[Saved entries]
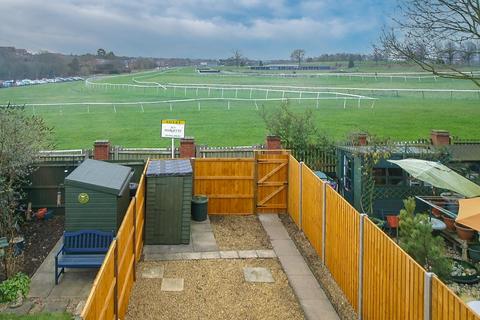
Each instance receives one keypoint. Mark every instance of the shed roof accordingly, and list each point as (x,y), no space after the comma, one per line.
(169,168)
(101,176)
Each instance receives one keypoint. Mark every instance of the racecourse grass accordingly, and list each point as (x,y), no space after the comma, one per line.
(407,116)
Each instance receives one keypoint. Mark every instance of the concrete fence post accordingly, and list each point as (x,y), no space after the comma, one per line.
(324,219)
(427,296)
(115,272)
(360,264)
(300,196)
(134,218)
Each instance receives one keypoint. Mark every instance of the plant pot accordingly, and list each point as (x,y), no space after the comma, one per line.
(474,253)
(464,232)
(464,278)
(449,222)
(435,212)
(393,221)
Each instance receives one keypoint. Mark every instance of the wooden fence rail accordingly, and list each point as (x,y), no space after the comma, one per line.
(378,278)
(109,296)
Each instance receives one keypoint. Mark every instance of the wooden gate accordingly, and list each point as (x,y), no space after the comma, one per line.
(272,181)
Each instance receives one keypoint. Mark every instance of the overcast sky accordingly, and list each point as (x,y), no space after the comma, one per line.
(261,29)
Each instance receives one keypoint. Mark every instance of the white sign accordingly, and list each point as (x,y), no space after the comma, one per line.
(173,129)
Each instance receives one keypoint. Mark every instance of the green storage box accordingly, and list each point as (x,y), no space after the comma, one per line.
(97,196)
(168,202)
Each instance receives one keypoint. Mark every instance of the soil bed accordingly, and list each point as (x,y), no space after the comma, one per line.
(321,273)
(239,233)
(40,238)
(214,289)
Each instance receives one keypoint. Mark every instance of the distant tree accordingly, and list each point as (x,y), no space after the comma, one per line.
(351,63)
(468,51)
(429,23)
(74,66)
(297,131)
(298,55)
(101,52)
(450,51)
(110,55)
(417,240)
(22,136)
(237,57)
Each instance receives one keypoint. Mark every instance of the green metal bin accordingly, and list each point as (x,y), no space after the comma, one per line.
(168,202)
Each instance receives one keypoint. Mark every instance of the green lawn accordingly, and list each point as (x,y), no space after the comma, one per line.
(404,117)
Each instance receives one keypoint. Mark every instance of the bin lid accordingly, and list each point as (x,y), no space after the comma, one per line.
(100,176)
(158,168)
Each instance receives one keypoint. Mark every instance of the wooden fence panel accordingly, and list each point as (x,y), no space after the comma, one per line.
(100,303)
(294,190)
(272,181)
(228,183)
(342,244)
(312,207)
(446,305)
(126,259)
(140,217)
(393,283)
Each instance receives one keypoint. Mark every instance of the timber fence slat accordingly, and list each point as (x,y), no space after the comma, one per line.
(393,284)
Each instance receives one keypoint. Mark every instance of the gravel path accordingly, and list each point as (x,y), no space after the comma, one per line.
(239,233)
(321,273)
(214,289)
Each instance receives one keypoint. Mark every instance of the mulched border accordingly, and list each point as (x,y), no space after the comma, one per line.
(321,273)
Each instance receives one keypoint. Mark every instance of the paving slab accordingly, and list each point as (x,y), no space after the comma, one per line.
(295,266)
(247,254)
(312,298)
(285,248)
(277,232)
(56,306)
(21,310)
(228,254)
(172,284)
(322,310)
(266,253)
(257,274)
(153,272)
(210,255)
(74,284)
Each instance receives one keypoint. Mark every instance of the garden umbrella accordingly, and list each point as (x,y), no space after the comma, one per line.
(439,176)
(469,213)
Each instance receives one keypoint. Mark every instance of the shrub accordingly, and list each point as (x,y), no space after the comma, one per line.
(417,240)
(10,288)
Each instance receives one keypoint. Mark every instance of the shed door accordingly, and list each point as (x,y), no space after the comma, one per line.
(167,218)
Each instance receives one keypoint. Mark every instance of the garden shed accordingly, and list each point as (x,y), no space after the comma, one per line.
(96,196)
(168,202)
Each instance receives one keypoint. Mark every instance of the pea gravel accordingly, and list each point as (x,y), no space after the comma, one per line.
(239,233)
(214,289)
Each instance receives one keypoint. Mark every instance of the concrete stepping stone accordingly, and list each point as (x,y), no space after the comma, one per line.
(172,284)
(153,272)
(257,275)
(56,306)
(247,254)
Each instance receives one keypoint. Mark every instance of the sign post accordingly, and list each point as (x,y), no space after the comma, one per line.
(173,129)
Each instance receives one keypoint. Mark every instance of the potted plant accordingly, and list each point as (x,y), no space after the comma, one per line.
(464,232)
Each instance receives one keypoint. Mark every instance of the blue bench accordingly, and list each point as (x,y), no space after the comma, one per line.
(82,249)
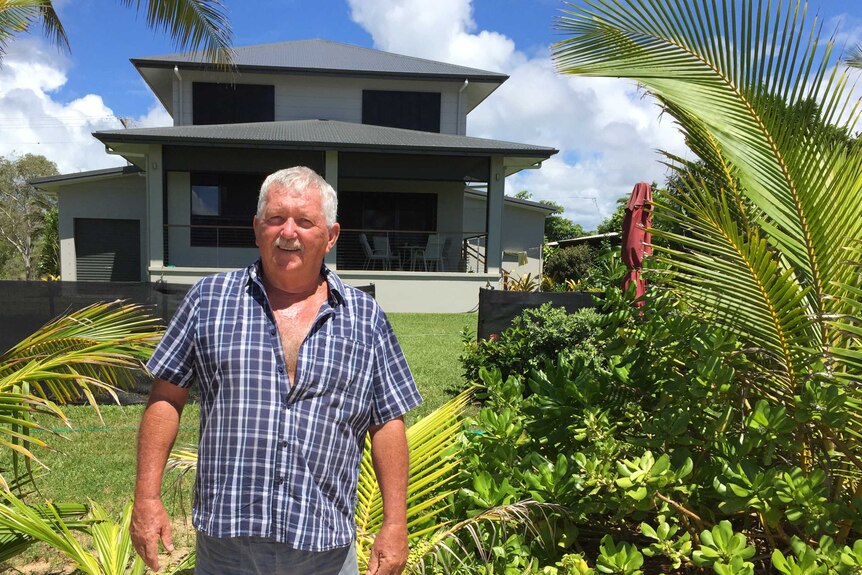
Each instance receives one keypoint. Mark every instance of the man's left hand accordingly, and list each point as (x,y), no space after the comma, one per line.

• Exercise
Any picture found in the data is to be skipped while the rest is copied exactly.

• Answer section
Each instance receives one keypoint. Mark every instance of the shed roof accordingly, and list each point as (x,y), no space after the comma, one per line.
(169,168)
(101,176)
Each instance receives one keypoint. Mark every instance of the racecourse grass accordingly, and list each point as (x,y), no space after the comma, one per line.
(407,116)
Each instance receives one keypoint. Mark every instance of the concrete fence post accordingly, and list each point as (x,y), no space after the comma, one per line.
(324,219)
(427,296)
(115,272)
(360,264)
(300,196)
(134,218)
Each instance receives one keypoint. Mark every instance of the plant pot accordingly, and list each point as (x,y), no space after the comma, one per line.
(474,253)
(464,232)
(464,278)
(449,222)
(435,212)
(393,221)
Each instance receives one keypoint. Mark every instance of the wooden fence rail accordingly, and list each point as (x,y), no space after the comma, one per line.
(378,278)
(109,296)
Each instance receives one keypoint. Mark every instance of the wooden gate accordingly, and list each point as (x,y), no space after the comma, one per line.
(272,181)
Each instance receives one keypoint. Mark every instance of the overcast sky accordingly, and list each point as (x,y), no space after the comma, one per line.
(261,29)
Each instance receives one keypoint. Mark every instance of the white sign accordingly, and list each point as (x,y), no space after the comma, one per line.
(173,129)
Each instance receives one keypoint. Mark every instance of the green storage box accordingly, and list each point as (x,y), no space after the comma, one per line.
(97,196)
(168,202)
Each instance receives one keypoint. Mark every instance of the soil bed accordingly, and list each point as (x,y), no space after the comma, one per line.
(321,273)
(239,233)
(40,238)
(214,289)
Each instance receives one keypoint. Mark every instance of the distant tree accordingly, and list each point as (x,y), no space after the comma, one per line.
(351,63)
(468,51)
(429,23)
(74,66)
(297,131)
(298,55)
(101,52)
(450,51)
(110,55)
(417,240)
(22,136)
(237,57)
Each instance receives one keypoint. Mark every instance of the green metal bin accordingly, and list each point as (x,y), no space after the comma, one per line.
(168,202)
Each instance receives one keypoint. Mark every instance of the green lawn accordingly, and list each point as (x,y), no space after the comma, one per line.
(404,117)
Each instance receives one keypoint. Mark every instance of the bin lid accordingly, and list each point as (x,y), no space after the comma, one per line.
(100,176)
(158,168)
Each instance receives one keypoint. Mark every instance of the wooden fence panel accordingly, and list each point as (x,y), no space after the comma, one per line.
(100,303)
(294,190)
(272,181)
(228,183)
(342,244)
(312,207)
(446,305)
(126,259)
(140,217)
(393,283)
Each instance receives one keypoint. Mark every instance of the timber fence slat accordingly, and list each point as (x,y), no space after the comma, one per line.
(393,284)
Each instance receives one keypoint. Mark every instance of the gravel path accordingly, and list each point as (x,y), no space after the comma, one per line.
(239,233)
(321,273)
(214,289)
Each instance receives one keypoint. Mark every instance of the mulched border accordingly, and list each point as (x,y), no space after the comma, one per line.
(321,273)
Each instance receives one keypoint. Mark every instance of the paving slab accordingly, and list each point as (x,y), no space after the comma, one per line.
(295,266)
(247,254)
(312,298)
(285,248)
(277,232)
(56,306)
(21,310)
(228,254)
(172,284)
(322,310)
(266,253)
(257,274)
(153,272)
(210,255)
(74,284)
Each instance receives one keypoint. Mark every instance of the garden umbrella accordingly, and list each point as (x,y), no space after the comma, one per line.
(439,176)
(469,213)
Each instance receives one keypoint. Mark every instance of the shrub accordingly, and list each point as (x,y), no space after the comma, one per line.
(417,240)
(10,288)
Each instance receives one keypoint. Mark every instance of the shed door accordingly, and list each point as (x,y), no space after the comma, one per line.
(167,218)
Each instance receives one keypoint. Mark every instance of the garden shed accordingly, and list each point as (x,y), no space after the comma, one per line.
(96,196)
(168,202)
Each instance receives one keypoint. Mark every instance of the pea gravel accordingly, and list each point as (x,y), no space after the comma, one per line.
(239,233)
(214,289)
Each instance receives one keypoint. Mark every instance of the concrete stepping stone accordingly, and list each point as (x,y), no space after the comma, one per line.
(172,284)
(153,272)
(257,275)
(56,306)
(247,254)
Each instance receives one keypoint. Mark every instance of the sign post accordingly, and list each point as (x,y), no space after the comma, one per line.
(173,129)
Each instance receives one keypoint. Mark every instance of the potted plant accordingly, and list each point as (x,y), no space after the comma, one per line.
(464,232)
Each instance receives one keypoint. Mark every instance of the blue bench accordingly, and list each point as (x,y), no space after the comma, one per line.
(82,249)
Each instance receives one keypoint. Mark every instance of the man's left hand accordingly, and list each point as (x,y), no space after the comma, one per line.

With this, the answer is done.